Brief »
Reproduce the data below word for word, starting with the line that contains "The client would like the cloud" and going on through the end of the data.

Records provided »
☆ ☆ ☆ ☆ ☆

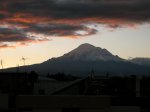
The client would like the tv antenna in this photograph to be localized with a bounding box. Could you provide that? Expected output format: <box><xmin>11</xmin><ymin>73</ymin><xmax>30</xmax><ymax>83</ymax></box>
<box><xmin>1</xmin><ymin>59</ymin><xmax>4</xmax><ymax>72</ymax></box>
<box><xmin>21</xmin><ymin>57</ymin><xmax>27</xmax><ymax>66</ymax></box>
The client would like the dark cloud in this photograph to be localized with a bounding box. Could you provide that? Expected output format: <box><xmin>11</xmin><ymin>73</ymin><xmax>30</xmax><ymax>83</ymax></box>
<box><xmin>0</xmin><ymin>0</ymin><xmax>150</xmax><ymax>47</ymax></box>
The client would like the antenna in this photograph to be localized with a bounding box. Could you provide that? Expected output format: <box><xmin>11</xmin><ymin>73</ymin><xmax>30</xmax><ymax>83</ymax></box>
<box><xmin>16</xmin><ymin>64</ymin><xmax>20</xmax><ymax>73</ymax></box>
<box><xmin>21</xmin><ymin>56</ymin><xmax>28</xmax><ymax>72</ymax></box>
<box><xmin>1</xmin><ymin>59</ymin><xmax>4</xmax><ymax>72</ymax></box>
<box><xmin>22</xmin><ymin>57</ymin><xmax>27</xmax><ymax>66</ymax></box>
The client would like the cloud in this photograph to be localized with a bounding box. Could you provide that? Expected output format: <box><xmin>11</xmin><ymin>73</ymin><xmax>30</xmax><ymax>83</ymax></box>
<box><xmin>0</xmin><ymin>0</ymin><xmax>150</xmax><ymax>45</ymax></box>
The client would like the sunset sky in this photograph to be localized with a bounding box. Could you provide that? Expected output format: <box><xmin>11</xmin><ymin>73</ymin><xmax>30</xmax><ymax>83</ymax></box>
<box><xmin>0</xmin><ymin>0</ymin><xmax>150</xmax><ymax>68</ymax></box>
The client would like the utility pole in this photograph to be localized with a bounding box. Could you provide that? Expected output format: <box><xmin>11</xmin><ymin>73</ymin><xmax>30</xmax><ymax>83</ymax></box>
<box><xmin>1</xmin><ymin>59</ymin><xmax>4</xmax><ymax>72</ymax></box>
<box><xmin>22</xmin><ymin>57</ymin><xmax>27</xmax><ymax>72</ymax></box>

☆ ☆ ☆ ☆ ☆

Response for this exercise »
The client would like the cloud in this photograph to be localized with a bounding box. Could you provide that? Expected output format: <box><xmin>11</xmin><ymin>73</ymin><xmax>30</xmax><ymax>83</ymax></box>
<box><xmin>0</xmin><ymin>0</ymin><xmax>150</xmax><ymax>45</ymax></box>
The client would like the sunset sky in this photograph to be localized with a bounding box. Could you provide that? Expected output format: <box><xmin>11</xmin><ymin>73</ymin><xmax>30</xmax><ymax>83</ymax></box>
<box><xmin>0</xmin><ymin>0</ymin><xmax>150</xmax><ymax>68</ymax></box>
The client would like the utility pole in this photograph to be localized with a bounding box. Could you provide that? Expected output format: <box><xmin>11</xmin><ymin>73</ymin><xmax>30</xmax><ymax>83</ymax></box>
<box><xmin>1</xmin><ymin>59</ymin><xmax>4</xmax><ymax>72</ymax></box>
<box><xmin>22</xmin><ymin>57</ymin><xmax>27</xmax><ymax>72</ymax></box>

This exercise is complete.